# Exercise task A
Condense the paragraph of the post on grasses in food gardens that begins "I have grass / lawn paths" into one or two shorter sentences, keeping its main facts.
# Exercise task B
Reproduce the stretch of the post on grasses in food gardens from "Grasses are generally" through "avoiding grass altogether.", renaming "herbaceous" to "low-growing".

# Article
Grasses are generally excluded from what I know because most of them (if not all) compete for nutrients and water at the same layer as the feeder roots of most fruittrees. Also because they are aggressive at shading and/or choking out other herbaceous plants. , If you're looking for a grass for the system...bunching grasses aren't too bad at aggressively spreading and casting too much shade in my experience but I'd still suggest avoiding grass altogether.
guess it depends on the SIZE of your property..and what you are growing..I have a fairly large group of gardens on our property, and there are some grasses grown here..
I have some ornamental grasses here and there among the gardens and I use the spring cuttings as a sort of hay mulch..and I have a very invasive grass called ribbon grass that grows down a couple of my banks, i tend to love it but most people probably don't. I wouldn't recommend it near any crops that it might take over or food crops though..
I have grass / lawn paths through my food forest gardens as a trail..that is mowed..and the paths are mostly edged with a plastic edging or wooden bed border to keep the lawn/path grasses out of the beds themselves..i do NOT use any sprays or chemicals on those grasses.

# Data provided
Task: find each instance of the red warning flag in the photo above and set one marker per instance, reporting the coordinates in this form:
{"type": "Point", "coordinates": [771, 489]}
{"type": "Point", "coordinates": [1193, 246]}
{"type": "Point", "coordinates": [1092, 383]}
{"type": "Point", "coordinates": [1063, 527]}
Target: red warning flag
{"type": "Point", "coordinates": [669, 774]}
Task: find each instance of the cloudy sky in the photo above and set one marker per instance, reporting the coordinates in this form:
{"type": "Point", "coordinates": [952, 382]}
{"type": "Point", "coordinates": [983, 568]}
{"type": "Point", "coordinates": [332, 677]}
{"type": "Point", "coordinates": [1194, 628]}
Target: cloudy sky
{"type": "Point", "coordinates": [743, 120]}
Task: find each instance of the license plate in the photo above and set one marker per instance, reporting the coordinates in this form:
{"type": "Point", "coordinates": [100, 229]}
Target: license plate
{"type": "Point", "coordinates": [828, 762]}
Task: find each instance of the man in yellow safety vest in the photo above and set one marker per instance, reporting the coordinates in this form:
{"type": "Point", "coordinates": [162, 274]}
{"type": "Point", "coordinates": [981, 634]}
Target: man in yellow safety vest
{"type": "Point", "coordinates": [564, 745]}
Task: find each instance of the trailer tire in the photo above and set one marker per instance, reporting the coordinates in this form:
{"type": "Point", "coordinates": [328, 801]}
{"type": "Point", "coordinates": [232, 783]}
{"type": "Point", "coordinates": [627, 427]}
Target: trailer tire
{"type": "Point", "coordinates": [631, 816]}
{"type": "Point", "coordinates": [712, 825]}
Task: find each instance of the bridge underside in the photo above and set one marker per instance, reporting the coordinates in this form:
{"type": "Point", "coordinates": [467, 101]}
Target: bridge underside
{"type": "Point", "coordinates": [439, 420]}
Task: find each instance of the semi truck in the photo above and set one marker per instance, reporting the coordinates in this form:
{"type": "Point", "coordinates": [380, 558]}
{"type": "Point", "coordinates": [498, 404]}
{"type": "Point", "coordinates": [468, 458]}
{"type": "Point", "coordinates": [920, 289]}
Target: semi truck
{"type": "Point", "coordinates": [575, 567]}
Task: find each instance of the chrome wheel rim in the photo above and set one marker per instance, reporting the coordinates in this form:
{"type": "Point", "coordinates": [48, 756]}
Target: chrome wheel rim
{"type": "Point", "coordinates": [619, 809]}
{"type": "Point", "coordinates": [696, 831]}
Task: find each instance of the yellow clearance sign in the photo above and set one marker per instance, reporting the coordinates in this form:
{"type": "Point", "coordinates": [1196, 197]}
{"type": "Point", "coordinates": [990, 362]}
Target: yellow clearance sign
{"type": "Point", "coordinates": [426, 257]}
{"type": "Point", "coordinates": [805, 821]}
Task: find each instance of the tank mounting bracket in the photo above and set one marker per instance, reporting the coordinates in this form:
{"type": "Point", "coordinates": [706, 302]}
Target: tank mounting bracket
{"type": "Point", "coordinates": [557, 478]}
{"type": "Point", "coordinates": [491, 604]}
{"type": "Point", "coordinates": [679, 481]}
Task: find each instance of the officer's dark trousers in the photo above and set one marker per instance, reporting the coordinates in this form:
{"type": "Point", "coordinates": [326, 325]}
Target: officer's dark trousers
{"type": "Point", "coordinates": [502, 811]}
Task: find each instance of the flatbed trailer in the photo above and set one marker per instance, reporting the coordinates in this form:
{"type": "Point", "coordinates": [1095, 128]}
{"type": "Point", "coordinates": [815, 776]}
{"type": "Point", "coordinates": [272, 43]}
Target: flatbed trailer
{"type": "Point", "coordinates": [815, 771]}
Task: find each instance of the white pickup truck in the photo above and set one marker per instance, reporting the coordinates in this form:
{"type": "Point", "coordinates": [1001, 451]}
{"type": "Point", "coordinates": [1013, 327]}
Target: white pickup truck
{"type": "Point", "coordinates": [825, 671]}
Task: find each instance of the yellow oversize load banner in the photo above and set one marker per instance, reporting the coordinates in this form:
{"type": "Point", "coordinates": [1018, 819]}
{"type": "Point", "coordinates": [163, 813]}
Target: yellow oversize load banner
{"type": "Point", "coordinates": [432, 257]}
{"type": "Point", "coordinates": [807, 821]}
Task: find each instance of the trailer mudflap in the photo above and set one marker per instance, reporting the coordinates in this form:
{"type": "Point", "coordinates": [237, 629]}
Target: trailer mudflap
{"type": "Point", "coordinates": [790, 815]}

# Reply A
Mowed grass paths serve as trails through my food forest gardens. Most are edged with plastic edging or a wooden bed border to keep the grass out of the beds, and I use no sprays or chemicals on that grass.

# Reply B
Grasses are generally excluded from what I know because most of them (if not all) compete for nutrients and water at the same layer as the feeder roots of most fruittrees. Also because they are aggressive at shading and/or choking out other low-growing plants. , If you're looking for a grass for the system...bunching grasses aren't too bad at aggressively spreading and casting too much shade in my experience but I'd still suggest avoiding grass altogether.